▶ Description of the task
Write out every entry exactly as it appears.

/---

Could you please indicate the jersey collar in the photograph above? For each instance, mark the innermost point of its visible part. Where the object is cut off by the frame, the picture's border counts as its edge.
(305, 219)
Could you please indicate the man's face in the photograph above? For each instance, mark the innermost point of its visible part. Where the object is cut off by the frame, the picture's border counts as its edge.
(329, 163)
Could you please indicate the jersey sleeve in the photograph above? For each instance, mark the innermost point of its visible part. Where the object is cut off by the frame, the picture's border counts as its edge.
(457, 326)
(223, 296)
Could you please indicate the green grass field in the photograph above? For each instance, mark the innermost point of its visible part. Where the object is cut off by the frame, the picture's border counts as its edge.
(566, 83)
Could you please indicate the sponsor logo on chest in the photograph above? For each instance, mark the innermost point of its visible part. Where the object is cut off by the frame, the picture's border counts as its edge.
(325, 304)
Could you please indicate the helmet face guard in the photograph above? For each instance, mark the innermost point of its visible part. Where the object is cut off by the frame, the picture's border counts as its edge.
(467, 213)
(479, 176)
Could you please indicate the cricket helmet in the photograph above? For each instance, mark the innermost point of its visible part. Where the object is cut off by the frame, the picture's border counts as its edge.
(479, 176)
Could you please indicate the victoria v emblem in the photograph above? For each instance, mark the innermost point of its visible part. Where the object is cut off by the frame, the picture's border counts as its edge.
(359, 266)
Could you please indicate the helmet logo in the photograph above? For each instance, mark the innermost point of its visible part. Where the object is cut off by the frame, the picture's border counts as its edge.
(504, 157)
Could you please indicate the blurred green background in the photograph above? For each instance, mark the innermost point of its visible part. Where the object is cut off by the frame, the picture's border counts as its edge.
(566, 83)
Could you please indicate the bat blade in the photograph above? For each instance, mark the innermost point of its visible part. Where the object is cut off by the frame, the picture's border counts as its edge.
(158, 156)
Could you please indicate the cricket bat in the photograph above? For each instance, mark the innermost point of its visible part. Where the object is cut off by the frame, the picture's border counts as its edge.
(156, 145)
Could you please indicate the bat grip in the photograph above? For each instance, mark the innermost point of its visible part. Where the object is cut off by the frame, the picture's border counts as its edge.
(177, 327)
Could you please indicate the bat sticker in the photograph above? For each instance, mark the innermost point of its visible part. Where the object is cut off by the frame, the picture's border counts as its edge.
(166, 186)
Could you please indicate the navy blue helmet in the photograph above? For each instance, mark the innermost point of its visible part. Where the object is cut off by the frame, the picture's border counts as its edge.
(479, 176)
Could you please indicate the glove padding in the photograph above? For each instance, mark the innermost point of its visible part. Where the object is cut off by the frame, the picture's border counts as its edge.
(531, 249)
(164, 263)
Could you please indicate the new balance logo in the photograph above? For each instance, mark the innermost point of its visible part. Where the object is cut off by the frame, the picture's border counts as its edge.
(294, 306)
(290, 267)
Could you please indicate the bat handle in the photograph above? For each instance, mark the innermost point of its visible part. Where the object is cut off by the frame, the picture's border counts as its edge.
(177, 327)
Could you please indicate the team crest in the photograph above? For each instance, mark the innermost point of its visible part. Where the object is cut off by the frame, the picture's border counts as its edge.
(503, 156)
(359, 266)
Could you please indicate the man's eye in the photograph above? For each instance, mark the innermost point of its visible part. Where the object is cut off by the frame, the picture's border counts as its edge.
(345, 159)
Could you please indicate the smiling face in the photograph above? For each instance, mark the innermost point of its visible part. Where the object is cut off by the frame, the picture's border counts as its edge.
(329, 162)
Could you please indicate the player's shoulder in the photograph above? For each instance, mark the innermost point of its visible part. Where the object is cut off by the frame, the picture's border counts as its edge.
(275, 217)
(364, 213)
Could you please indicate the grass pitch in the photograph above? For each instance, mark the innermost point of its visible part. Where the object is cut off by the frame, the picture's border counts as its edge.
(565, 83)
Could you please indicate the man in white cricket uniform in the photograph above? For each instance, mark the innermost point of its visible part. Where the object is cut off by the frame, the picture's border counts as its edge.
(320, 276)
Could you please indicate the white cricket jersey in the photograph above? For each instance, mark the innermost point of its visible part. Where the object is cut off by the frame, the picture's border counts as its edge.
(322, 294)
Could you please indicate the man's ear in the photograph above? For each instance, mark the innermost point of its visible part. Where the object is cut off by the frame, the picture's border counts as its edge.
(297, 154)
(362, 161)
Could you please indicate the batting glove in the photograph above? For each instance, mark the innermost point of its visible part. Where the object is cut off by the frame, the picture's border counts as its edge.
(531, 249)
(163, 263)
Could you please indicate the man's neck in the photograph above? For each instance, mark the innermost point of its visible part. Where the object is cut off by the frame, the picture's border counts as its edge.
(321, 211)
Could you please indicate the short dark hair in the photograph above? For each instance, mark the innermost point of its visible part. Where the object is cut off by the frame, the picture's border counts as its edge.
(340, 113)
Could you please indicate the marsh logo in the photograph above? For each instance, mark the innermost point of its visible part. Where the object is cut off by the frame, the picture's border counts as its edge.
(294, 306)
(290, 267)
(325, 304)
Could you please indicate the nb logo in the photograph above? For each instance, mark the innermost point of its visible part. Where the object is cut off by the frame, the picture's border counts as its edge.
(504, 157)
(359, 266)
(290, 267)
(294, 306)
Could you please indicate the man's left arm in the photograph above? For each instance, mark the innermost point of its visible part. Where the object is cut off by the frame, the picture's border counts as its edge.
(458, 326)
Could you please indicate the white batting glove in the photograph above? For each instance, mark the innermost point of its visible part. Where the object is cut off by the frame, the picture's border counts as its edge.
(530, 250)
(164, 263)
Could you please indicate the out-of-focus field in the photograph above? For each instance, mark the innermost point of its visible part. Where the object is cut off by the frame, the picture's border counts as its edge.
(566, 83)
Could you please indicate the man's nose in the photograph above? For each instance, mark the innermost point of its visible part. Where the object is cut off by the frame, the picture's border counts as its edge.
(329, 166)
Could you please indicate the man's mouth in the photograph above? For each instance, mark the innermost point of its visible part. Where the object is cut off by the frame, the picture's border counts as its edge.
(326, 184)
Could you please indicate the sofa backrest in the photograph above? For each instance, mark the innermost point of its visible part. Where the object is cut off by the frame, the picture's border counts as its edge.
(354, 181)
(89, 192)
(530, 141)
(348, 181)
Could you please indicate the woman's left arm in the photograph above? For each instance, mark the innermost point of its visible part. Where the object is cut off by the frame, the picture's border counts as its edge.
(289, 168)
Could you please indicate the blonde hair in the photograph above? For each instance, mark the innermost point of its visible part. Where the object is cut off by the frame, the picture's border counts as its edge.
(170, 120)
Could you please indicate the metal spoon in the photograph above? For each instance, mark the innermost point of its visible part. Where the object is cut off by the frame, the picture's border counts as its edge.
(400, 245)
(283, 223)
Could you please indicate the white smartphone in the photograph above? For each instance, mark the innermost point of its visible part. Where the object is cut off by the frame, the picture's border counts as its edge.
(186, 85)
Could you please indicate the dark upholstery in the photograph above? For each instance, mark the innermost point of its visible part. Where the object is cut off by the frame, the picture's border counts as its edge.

\---

▶ Task solution
Could you please indicate the jersey collar in the photograph above? For each instance, mark the innermost point of its visible part. Where the object is cut off by the frame, the picture's border counts as its edge.
(305, 219)
Could you please indicate the man's face in the photograph above? For each instance, mark the innermost point of its visible part. Where the object is cut off by the frame, the picture's border counts as its edge.
(329, 163)
Could you please indicate the jersey sleeve in the photograph above? For each instance, mark the innermost point of its visible part. Where the object is cut off by the frame, the picture's border counts as its edge.
(457, 326)
(223, 296)
Could you please indicate the green grass field in the photograph above? For each instance, mark the innermost point of its visible part. Where the object is cut off by the frame, the picture's border counts as its edge.
(566, 83)
Could you please indicate the sponsor logo on chest in the photograph above? For each instance, mark the innermost point of its visible part. Where the object is cut off by the frame, the picture's border counts as its edge.
(325, 304)
Could you please indicate the helmet face guard in the photograph above? For each instance, mark the innermost point of its visible part. Where the object is cut off by the frame, the picture's border counts as its edge.
(467, 213)
(479, 176)
Could you please indicate the cricket helmet in the photograph above? For each instance, mark the innermost point of its visible part. Where the object is cut off by the frame, the picture's border counts as its edge.
(479, 176)
Could you please indicate the victoria v emblem in the photograph above? For each instance, mark the innermost point of its visible part. Where the object is cut off by the frame, the picture's border counts as its edge.
(359, 266)
Could you please indicate the helmet logo in the photograph above? For each instance, mark the innermost point of its visible part. Where the object is cut off by the frame, the picture's border counts as its edge.
(504, 157)
Could you please indicate the blurred green background in the photograph above? For each instance, mark the innermost point of its visible part. Where the object is cut off by the frame, the picture's border counts as its edge.
(566, 83)
Could you please indicate the bat blade in the photograph above? For each instance, mark the innermost point of its visible part. Where the object is cut off by the frame, the picture's border counts as its edge.
(158, 156)
Could you please indicate the cricket bat in the photograph above? For each instance, mark the innermost point of its visible part. Where the object is cut off by the frame, the picture's border counts as its edge.
(156, 145)
Could you please indicate the bat grip in the photograph above? For each instance, mark the innermost point of its visible part. Where the object is cut off by the frame, the picture's border counts as its edge.
(177, 327)
Could you please indicate the bat sticker in the photograph above? For each instance, mark the innermost point of its visible part. Where the object is cut off by the frame, the picture's border counts as its edge.
(166, 186)
Could you please indicate the navy blue helmet in the photograph above? For each instance, mark the innermost point of its visible part. Where the object is cut off by the frame, the picture's border counts as its edge.
(479, 176)
Could you please indicate the glove padding in the photograph above? For each instance, mark the innermost point of its visible part. Where the object is cut off by the frame, the picture's border counts as its edge.
(531, 249)
(164, 263)
Could you please indicate the new balance logo in the photograph above? For each instance, mark the innermost point of its visible part. Where the object is cut off by the frame, the picture's border counts as its edge.
(294, 306)
(290, 267)
Could you please indicate the bat handle in the photograph above? For each instance, mark the innermost point of its visible part. Where the object is cut off by the frame, the picture's border counts as its edge.
(177, 327)
Could you please indicate the team crest in the photograph above? For each instance, mark the innermost point of its visible part. Where the object is cut off by the frame, the picture's border counts as its edge.
(503, 156)
(359, 266)
Could you please indicate the man's eye in the photograph above? For each instance, mark the innermost point of its visible part. Where the object is cut off by the frame, the picture's border counts as its edge.
(345, 159)
Could you please indicate the smiling face in the photograph above? For each instance, mark the innermost point of its visible part. Where the object is cut off by the frame, the picture's border counts as its edge.
(329, 162)
Could you please indicate the player's shoulder in the photograph above? For each instance, mark the innermost point of its visible part. Where the object is cut off by the frame, the picture's border counts as its edge.
(275, 217)
(364, 213)
Could you please indicate the grass pitch in the photograph above? For each instance, mark the innermost point of its visible part. Where the object is cut off by the frame, the picture's border counts as its edge.
(565, 83)
Could you please indicate the man in white cricket uniform in the photograph above? For each instance, mark the innermost point of its visible part. Where the object is cut off by the frame, the picture's border counts as its edge.
(320, 276)
Could you please indicate the white cricket jersey in the photograph above? For each instance, mark the innermost point of its visible part. Where the object is cut off by the frame, the picture's border counts as its edge.
(322, 294)
Could you please indicate the man's ear in the photograph above? For each instance, mark the innermost point of its visible part. Where the object is cut off by the frame, the picture's border counts as its edge.
(297, 154)
(362, 161)
Could you please indicate the batting glove in the photograph above? For each instance, mark the innermost point of its visible part. Where the object is cut off by the frame, the picture's border counts as its edge.
(531, 249)
(163, 263)
Could you please indicate the man's neck in the photograph above? For each instance, mark the innermost point of its visible part. Where the object is cut off by the frame, the picture's border counts as its edge.
(321, 211)
Could you please indicate the short dark hair in the photograph above? For each instance, mark the innermost point of its visible part. Where the object is cut off by the frame, the picture's border counts as its edge.
(340, 113)
Could you please indicate the marsh logo in the photograph above? For each instance, mark the innermost point of its visible part. Where the object is cut off by the frame, the picture's border counts as its edge.
(294, 306)
(290, 267)
(325, 304)
Could you please indicate the nb logo in the photograph above? For each instance, mark the innermost point of its visible part. Where the object is cut off by the frame, the picture's border counts as its edge.
(504, 157)
(359, 266)
(290, 267)
(294, 306)
Could you please indicate the man's left arm in the photograph above? For each instance, mark the innermost point of its visible part. Where the object is cut off by the frame, the picture's border counts as its edge.
(458, 326)
Could you please indicate the white batting glove in the photograph above? For each instance, mark the innermost point of its visible part. Where the object is cut off by the frame, the picture's border counts as its edge.
(530, 250)
(164, 263)
Could you please indicate the out-of-focus field in the photograph above? For each instance, mark the innermost point of its visible part. Where the object is cut off by the frame, the picture's border counts as its edge.
(566, 83)
Could you please indicate the man's nose in the photograph above? For each instance, mark the innermost point of its visible part. Where the object is cut off by the frame, the picture's border counts as its edge.
(329, 166)
Could you please indicate the man's mouth in the photograph above? For each instance, mark the innermost point of its visible part. Where the object is cut off by the frame, the picture's border counts as its edge.
(326, 184)
Could you please indicate the sofa backrest in the photograph above? For each instance, mark the innermost point of its visible part. Where the object is cut off by the frame, the picture's border counts as its edge.
(354, 181)
(89, 192)
(530, 141)
(348, 181)
Could you please indicate the woman's left arm in the photograph above? For each instance, mark the innermost point of its visible part. Where the object is cut off by the frame, the picture's border counts as its edge.
(289, 168)
Could you please indicate the blonde hair in the photograph above? For each instance, mark the innermost point of its visible part. Where the object is cut off by the frame, the picture's border counts as its edge.
(170, 120)
Could you please indicate the metal spoon in the photograph above? For each instance, mark the innermost point of its visible part. Where the object is cut off by the frame, the picture's border counts as its edge.
(400, 245)
(283, 223)
Could you please indicate the white smartphone in the photograph above? For each instance, mark the innermost point of its visible part. Where the object is cut off by the frame, the picture's border counts as its edge.
(186, 85)
Could you please indicate the dark upholstery in the photograph above? For each instance, mark the innermost point of its visible part. Where the object is cut off by the frame, the picture's border counts as its edge.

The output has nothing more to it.